### TASK
Restate the data exactly as given and keep the pictures out.

§

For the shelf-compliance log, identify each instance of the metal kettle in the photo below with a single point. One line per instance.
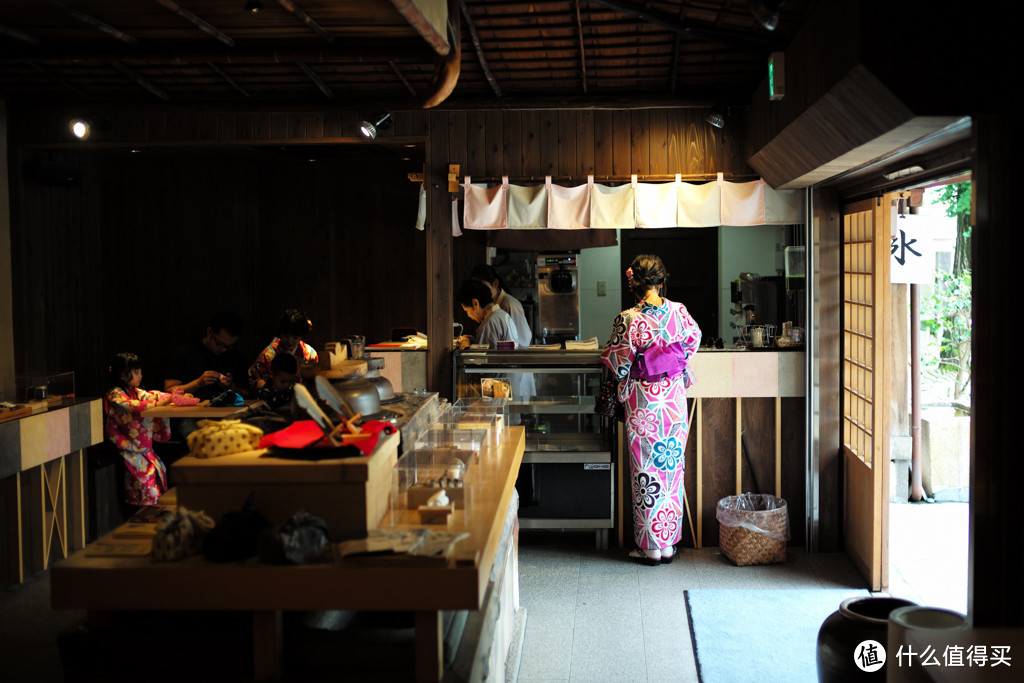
(383, 385)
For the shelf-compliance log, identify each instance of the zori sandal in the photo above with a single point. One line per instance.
(644, 556)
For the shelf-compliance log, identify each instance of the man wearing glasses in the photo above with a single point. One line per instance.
(212, 365)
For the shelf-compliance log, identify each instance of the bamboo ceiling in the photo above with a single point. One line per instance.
(365, 52)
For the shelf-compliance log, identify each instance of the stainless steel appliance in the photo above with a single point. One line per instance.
(557, 298)
(567, 475)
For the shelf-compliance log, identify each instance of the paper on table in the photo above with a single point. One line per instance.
(571, 344)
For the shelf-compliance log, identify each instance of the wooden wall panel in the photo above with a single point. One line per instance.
(622, 155)
(438, 275)
(658, 139)
(826, 238)
(495, 141)
(718, 476)
(530, 141)
(639, 142)
(759, 432)
(585, 142)
(691, 477)
(476, 144)
(513, 154)
(549, 143)
(567, 165)
(795, 466)
(604, 142)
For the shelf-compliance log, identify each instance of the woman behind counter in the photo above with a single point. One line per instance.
(292, 328)
(650, 346)
(131, 434)
(506, 302)
(494, 324)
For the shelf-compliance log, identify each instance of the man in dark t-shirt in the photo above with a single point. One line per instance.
(211, 365)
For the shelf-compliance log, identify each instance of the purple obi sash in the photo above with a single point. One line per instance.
(659, 363)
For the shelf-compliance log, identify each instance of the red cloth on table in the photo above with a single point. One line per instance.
(307, 434)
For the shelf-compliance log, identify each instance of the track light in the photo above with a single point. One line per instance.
(717, 116)
(370, 129)
(82, 127)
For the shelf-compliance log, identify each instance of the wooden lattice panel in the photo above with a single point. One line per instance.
(858, 332)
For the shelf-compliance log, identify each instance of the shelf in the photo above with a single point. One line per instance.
(554, 406)
(574, 442)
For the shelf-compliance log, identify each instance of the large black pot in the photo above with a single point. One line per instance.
(842, 633)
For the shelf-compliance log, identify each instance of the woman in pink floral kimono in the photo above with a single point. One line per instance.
(649, 351)
(132, 434)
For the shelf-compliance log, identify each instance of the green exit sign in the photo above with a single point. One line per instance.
(776, 76)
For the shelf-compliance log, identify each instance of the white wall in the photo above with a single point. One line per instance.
(597, 312)
(744, 249)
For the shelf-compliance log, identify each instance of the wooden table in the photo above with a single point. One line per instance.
(198, 411)
(97, 584)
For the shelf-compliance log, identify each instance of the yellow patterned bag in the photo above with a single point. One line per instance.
(223, 437)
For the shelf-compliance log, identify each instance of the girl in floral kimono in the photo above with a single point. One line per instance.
(132, 434)
(649, 350)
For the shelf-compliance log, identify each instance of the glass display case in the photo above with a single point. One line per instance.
(567, 474)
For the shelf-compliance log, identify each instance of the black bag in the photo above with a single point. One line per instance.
(607, 403)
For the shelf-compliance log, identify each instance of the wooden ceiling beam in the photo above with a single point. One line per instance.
(260, 53)
(315, 79)
(11, 32)
(57, 79)
(217, 70)
(200, 23)
(97, 25)
(446, 67)
(479, 50)
(583, 53)
(308, 20)
(141, 82)
(401, 77)
(669, 22)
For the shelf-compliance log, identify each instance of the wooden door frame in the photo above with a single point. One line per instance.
(856, 472)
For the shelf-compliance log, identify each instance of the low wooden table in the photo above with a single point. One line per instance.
(198, 411)
(96, 584)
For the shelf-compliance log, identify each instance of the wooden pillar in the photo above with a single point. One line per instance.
(824, 432)
(440, 295)
(995, 593)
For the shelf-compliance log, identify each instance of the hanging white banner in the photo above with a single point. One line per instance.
(911, 251)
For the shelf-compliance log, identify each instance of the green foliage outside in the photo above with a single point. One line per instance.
(946, 313)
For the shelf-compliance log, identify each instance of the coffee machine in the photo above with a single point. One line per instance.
(759, 300)
(557, 298)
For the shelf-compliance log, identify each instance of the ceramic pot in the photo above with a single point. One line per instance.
(857, 620)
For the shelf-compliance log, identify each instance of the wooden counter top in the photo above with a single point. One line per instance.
(84, 582)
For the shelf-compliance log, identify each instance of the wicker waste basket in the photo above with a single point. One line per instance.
(753, 528)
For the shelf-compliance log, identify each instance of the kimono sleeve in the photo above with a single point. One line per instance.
(134, 407)
(689, 333)
(260, 370)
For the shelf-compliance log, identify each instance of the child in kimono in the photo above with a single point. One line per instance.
(132, 434)
(278, 391)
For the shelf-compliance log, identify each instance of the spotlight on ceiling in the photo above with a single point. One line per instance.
(717, 116)
(83, 127)
(383, 122)
(766, 12)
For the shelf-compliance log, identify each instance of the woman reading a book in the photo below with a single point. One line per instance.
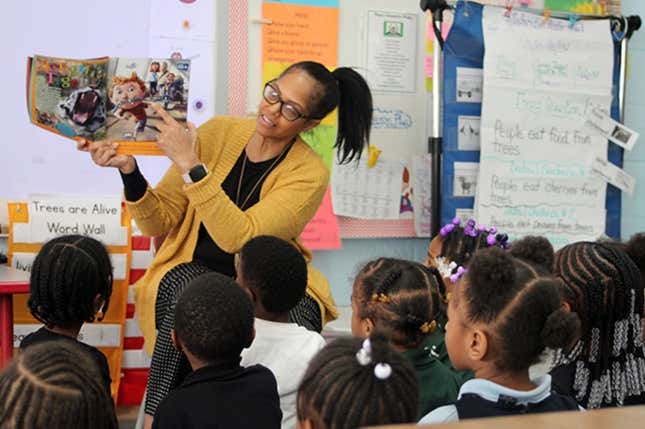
(231, 180)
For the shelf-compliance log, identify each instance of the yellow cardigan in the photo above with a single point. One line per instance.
(289, 197)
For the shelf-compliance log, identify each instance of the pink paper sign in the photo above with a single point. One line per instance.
(321, 233)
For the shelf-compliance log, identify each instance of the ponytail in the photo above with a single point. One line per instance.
(346, 89)
(354, 114)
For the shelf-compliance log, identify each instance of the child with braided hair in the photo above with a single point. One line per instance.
(606, 366)
(448, 255)
(353, 383)
(70, 283)
(456, 244)
(401, 297)
(502, 315)
(54, 385)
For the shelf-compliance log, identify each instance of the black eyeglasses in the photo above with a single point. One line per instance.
(288, 111)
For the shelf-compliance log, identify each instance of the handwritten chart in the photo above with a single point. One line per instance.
(536, 149)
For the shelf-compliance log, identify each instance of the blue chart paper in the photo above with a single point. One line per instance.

§

### SOLVED EXERCISE
For the shelf-compliance log, identify each instance of the metal kettle in the photo below with a single point. One line per instance.
(383, 385)
For the shelf-compliance log, identify each instance of the zori sandal in the photo above with a single point. One line per instance.
(644, 556)
For the shelf-compliance log, identify each instance of the man wearing glasses in the photo above with a single point. One line per instance.
(212, 365)
For the shelf-compliance log, identify each instance of the bamboo ceiling in the photo above with a single point. One line per instance.
(365, 52)
For the shelf-compliance log, identify each instance of the stainless steel appliance in the photo above with a single point. One line per instance.
(557, 298)
(567, 475)
For the shelf-compliance log, identify each instance of the paper on table in the photo above with a single point. One line per instance.
(571, 344)
For the shelf-compliance log, identify each instance of the wooden wall panel in the photo above with a single point. One line per instance.
(622, 155)
(438, 275)
(658, 139)
(826, 238)
(495, 141)
(718, 476)
(530, 141)
(639, 142)
(759, 432)
(585, 142)
(691, 477)
(476, 144)
(513, 154)
(549, 143)
(567, 165)
(795, 466)
(604, 142)
For the shelf-compliance log, identify each instance of the woman behind counter in the photo above with a single point. One line per instance.
(292, 328)
(650, 346)
(131, 434)
(506, 302)
(494, 324)
For the shelf-compliance log, identify each instance of the man in dark t-shirt in the photo above with a single point. One line per instance.
(211, 365)
For the shelf-compliance log, identify each instance of the purple obi sash in the photo above with a single point. One line per instance.
(659, 363)
For the shelf-compliance log, identify each instance of the red cloth on table in the photo above with a single point. One line per instance.
(307, 434)
For the shelf-compliance log, identify each instance of the track light in the photo above with a single point. One line per instance.
(717, 116)
(370, 129)
(82, 127)
For the shelf-compliance log, identify each instance of the wooden lattice panel in the photo above with a single point. One line per instance.
(858, 332)
For the shelf-compliance log, identify each instance of the shelf in the photo above with a single point. One line per instance.
(554, 406)
(574, 442)
For the shelf-compliance log, identify each instance of the large black pot in the photo above with a single point. One line per instance.
(842, 633)
For the shelf-compliance log, identify each instance of the woman in pink floral kimono in the photo above with a single point. One line per instance.
(649, 351)
(132, 434)
For the shelf-compliance log, identify each instance of the green exit sign in the photo above with a single point. One line per instance.
(776, 76)
For the shelf-compliance log, identify each instance of the white wall in the photo above with a single point. One line per instance.
(597, 312)
(744, 249)
For the shelf-compliance log, identify each instance of the wooden table in the photo above with a single point. One line per instance.
(198, 411)
(97, 584)
For the shelf-compliance log, identify each instance of the yellow patterned bag in the photo above with a single point. One line per instance.
(223, 437)
For the shelf-compliance log, identify each instance of the girl in floral kimono in the photo above with a single point. One line per instance.
(132, 434)
(649, 350)
For the shelf-compliance log, identify each instance of the glass display case in the photo above with a single point. One line per instance.
(567, 474)
For the shelf-compliance log, identify each instance of the black bag in the photo above with a single point. One line per instance.
(607, 403)
For the shelf-compliance log, identify each instance of the wooden ceiling beam in the photo above with a single point. One line per instance.
(260, 53)
(315, 79)
(11, 32)
(57, 79)
(217, 70)
(200, 23)
(97, 25)
(446, 67)
(479, 50)
(583, 53)
(308, 20)
(141, 82)
(401, 77)
(669, 22)
For the shelf-compliance log, identify each instance of the wooden door frame in the photo above with a single point. One line per instance.
(856, 472)
For the shelf-compliance log, identify each instance of the low wooden table in the photo above with a single point. One line per instance.
(198, 411)
(96, 584)
For the shelf-compliance log, identify each instance of the wooden pillar in the photo above with a single point. One line per instance.
(824, 432)
(440, 295)
(995, 593)
For the shelf-compliance log, identify each instance of the hanging white banner in the photo above with a single point. One line per instance.
(911, 251)
For the shelf-compliance log, identify each instance of the green foliage outside in the photo above with a single point. One line per instance.
(946, 313)
For the shelf-compliance log, identify each instance of the coffee machine in the photo above with a single point. One line per instance.
(759, 300)
(557, 298)
For the shelf-compliance log, identify each instance of the ceramic pot in the photo above with a single point. One line per instance.
(857, 620)
For the shelf-compliance log, identify each instance of the wooden counter top in the photo above with a single point. One line per instance.
(84, 582)
For the shelf-compliance log, identify each instance of the wicker waste basket in the photo above with a single point. One line per instance.
(753, 528)
For the shelf-compliance log, identify each instance of the kimono sleeve in the photo above with a single point. One line per instance.
(134, 407)
(689, 333)
(260, 370)
For the shelf-compliance log, identify each instance of the child in kimono in the photo above with a single point. One line per instance.
(132, 434)
(278, 391)
For the shelf-compliance log, identify each instance of the spotlight on ceiling in the photo above with a single point. One line per instance.
(717, 116)
(83, 127)
(383, 122)
(766, 12)
For the shelf-compliance log, identify each instance of the woman reading a book in the photo below with a single point. One line per instance.
(231, 180)
For the shelf-compliance log, identify each instance of the yellow cardigan in the photo above with a single point. One line per instance.
(289, 197)
For the shelf-compliance log, identify each instance of the pink paper sign in the photo above with a single point. One line per instance.
(321, 233)
For the shelf-compliance log, identify each instance of the ponytail in the photo above with a single point. One line per instance.
(346, 89)
(354, 114)
For the shelf-compliance log, identify each instance of the child with braided hair in the photo above with a single point. One line per instance.
(606, 366)
(448, 255)
(353, 383)
(70, 283)
(456, 244)
(401, 297)
(502, 315)
(54, 385)
For the shelf-compliance log, identify each instance of the black eyeglasses in the photo above with a single point. One line per instance.
(288, 111)
For the shelf-compliance log, identify each instance of the handwritten chart in the photo above with a single point. One line per instance.
(536, 149)
For the shelf-compliance log, identify each instance of the blue chart paper in the photo above with a single point. One line per instance.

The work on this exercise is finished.